Threat Hunting Basics: Getting Manual

WRITTEN BY

Adam Swan

Threat Hunting Engineering Lead

[post-views]

September 25, 2019 · 7 min read

Table of contents:

The purpose of this blog is to explain the necessity for manual (non-alert based) analysis methods in threat hunting. An example of effective manual analysis via aggregations/stack counting is provided.

Automation Is Necessary

Automation is absolutely critical and as threat hunters we must automate where possible as much as possible.

However, automation is built on assumptions about data or how the automation will be effective in a given environment. Many times these assumptions have been made for the threat hunter by other analysts, engineers, system owners, etc. As an example, a common assumption is the whitelisting of process creation events from System Center Configuration Monitor (SCCM) or other endpoint management products in alert based detections. Another example is SIEM engineers filtering out unused logs to save resources. Attackers are increasingly aware of identifying such assumptions and remaining hidden within them. For instance, tools have been written to identify weaknesses in a system’s sysmon configuration [1].

By peeling back and inspecting the layers of assumptions threat hunters may have success in identifying gaps in visibility and hunt on these gaps to uncover a compromise. This blog post focuses on removing some of these assumptions by using aggregations to efficiently review interesting data manually.

Manual Approaches are Necessary

Perhaps the dominant threat hunting premise is “Assume Compromise”. Responding to a compromise (almost) always involves manual human analysis and intervention especially during scoping. Effective scoping doesn’t just involve reviewing alerts. Effective scoping involves manual analysis of known compromised hosts for indicators and behaviors that can be searched against in the rest of the environment. Therefore, as threat hunters if we are “Assuming Compromise”, manual analysis is inherently required.
Another way of looking at this is to observe that by only reviewing alert based data, we are assuming that a successful attacker will trigger at least one rule/alert within our environment that is clear and actionable enough for us to make a decision that results in identifying the compromise.

That being said, threat hunters should not burden themselves with manual analysis of each log for every data source in the environment. Instead we must identify a way to get our brains reviewing relevant data and making decisions as effectively as possible.

Peeling back the logic we are using to alert on events and aggregating on the fields and contexts we use in our alerting is an example of effective manual analysis for most environments.
· · · · · · ·
Answer these questions using the threat hunting post.
(a) On what date was the post published?
(b) According to the post, what do SIEM engineers filter out, and for what purpose?
(c) What does the post name as perhaps the dominant threat hunting premise?

Stored data entries |
· · · · · · ·
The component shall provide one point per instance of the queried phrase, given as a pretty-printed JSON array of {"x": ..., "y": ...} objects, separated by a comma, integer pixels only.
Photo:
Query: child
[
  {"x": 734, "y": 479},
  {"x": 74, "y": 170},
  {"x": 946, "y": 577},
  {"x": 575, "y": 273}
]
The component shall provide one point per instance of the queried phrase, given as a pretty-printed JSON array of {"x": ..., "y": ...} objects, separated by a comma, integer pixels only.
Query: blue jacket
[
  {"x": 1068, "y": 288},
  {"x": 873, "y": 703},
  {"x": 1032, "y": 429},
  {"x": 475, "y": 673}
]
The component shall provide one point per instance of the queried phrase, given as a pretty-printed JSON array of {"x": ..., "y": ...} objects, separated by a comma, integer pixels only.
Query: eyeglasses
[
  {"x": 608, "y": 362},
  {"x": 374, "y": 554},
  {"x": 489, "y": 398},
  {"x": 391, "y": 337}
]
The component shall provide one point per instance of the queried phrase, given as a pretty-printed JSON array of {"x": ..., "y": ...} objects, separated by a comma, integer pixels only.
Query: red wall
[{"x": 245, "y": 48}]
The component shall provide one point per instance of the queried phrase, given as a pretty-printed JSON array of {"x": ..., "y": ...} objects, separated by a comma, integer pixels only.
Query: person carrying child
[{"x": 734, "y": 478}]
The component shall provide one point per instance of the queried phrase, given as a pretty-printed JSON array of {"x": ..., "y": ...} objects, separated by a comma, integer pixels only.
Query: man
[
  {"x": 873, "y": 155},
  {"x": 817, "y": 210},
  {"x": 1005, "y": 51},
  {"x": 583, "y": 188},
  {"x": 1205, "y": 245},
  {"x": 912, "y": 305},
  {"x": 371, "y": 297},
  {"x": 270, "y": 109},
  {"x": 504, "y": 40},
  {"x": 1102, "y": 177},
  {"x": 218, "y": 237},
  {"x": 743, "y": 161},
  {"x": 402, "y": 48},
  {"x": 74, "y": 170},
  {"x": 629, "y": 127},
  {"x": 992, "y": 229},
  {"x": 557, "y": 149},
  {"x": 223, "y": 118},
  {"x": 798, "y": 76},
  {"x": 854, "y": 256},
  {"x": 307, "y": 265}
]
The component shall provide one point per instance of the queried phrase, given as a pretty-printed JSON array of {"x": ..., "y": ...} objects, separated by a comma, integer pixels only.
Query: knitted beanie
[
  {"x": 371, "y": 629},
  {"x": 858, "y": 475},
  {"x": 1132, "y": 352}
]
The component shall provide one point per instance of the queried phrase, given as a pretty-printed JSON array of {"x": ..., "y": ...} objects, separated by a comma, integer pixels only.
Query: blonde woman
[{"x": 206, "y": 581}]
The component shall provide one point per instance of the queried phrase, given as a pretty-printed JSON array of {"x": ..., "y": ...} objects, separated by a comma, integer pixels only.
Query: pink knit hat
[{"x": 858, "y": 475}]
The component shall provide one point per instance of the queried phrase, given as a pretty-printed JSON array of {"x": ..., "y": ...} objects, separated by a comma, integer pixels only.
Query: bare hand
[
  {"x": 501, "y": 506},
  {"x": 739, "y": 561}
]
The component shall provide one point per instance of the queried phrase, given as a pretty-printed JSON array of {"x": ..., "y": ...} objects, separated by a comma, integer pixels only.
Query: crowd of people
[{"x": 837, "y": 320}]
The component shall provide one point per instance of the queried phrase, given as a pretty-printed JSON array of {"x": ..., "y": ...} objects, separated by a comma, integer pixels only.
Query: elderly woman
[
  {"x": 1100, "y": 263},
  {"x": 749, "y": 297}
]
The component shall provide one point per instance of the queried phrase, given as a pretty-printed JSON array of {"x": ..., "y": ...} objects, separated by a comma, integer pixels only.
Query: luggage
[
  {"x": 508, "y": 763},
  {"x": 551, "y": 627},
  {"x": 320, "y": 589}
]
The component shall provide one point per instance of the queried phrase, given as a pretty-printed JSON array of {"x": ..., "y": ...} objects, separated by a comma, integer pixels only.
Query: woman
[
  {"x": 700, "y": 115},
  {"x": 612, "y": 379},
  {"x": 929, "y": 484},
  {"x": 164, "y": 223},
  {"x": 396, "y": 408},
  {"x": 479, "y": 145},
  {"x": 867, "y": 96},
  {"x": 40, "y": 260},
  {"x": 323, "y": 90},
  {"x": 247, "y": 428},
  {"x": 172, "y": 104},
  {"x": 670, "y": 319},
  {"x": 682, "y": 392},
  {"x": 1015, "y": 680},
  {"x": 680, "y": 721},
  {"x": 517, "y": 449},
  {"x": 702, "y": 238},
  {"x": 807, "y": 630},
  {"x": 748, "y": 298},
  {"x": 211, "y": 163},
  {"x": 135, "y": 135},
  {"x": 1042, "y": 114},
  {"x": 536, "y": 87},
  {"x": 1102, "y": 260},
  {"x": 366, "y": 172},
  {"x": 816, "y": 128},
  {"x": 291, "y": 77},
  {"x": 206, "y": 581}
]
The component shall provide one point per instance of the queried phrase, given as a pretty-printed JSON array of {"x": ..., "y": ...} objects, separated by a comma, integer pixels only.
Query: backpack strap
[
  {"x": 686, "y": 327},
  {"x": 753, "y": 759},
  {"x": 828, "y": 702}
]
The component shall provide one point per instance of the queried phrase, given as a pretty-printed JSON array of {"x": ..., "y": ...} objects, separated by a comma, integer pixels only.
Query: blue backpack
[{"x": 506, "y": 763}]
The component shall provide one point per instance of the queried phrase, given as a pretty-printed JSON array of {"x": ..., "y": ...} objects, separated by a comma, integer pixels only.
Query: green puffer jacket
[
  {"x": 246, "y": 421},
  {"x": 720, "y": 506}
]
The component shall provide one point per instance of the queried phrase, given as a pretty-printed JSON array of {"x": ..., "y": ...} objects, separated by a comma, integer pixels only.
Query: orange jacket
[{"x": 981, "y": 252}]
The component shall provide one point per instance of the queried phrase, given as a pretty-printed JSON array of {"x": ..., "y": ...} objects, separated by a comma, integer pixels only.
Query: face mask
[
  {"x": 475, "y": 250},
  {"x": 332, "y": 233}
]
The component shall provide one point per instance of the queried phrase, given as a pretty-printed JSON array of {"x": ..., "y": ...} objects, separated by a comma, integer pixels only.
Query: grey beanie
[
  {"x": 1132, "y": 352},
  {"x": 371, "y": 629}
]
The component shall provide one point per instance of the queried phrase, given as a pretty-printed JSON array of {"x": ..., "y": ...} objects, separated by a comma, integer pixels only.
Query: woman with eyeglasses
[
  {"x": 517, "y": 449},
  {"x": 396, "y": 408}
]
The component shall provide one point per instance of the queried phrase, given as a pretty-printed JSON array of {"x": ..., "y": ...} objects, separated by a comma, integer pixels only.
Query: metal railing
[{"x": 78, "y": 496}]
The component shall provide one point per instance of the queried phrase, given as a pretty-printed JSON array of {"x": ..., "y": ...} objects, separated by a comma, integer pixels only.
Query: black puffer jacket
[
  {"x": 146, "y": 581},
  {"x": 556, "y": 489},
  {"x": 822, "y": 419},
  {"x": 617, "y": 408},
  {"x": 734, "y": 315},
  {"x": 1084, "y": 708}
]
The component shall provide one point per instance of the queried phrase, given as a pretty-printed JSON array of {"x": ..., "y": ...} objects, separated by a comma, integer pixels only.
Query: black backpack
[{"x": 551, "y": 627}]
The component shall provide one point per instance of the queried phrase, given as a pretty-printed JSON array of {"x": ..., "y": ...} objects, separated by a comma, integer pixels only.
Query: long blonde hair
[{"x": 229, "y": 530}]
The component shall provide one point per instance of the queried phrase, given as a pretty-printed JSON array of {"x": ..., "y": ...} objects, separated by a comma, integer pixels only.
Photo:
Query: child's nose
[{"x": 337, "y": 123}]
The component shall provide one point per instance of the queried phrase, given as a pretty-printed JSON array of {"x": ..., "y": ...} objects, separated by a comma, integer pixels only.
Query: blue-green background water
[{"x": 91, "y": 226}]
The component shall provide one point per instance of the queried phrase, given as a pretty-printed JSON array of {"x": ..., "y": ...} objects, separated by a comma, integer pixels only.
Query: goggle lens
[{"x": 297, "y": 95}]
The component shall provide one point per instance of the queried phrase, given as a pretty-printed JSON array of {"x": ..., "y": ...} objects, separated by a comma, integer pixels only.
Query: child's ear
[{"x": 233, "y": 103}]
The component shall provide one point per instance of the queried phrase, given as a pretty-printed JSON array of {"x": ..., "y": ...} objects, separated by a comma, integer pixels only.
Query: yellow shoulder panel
· · · · · · ·
Finished task |
(a) September 25, 2019
(b) They filter out unused logs to save resources.
(c) "Assume Compromise"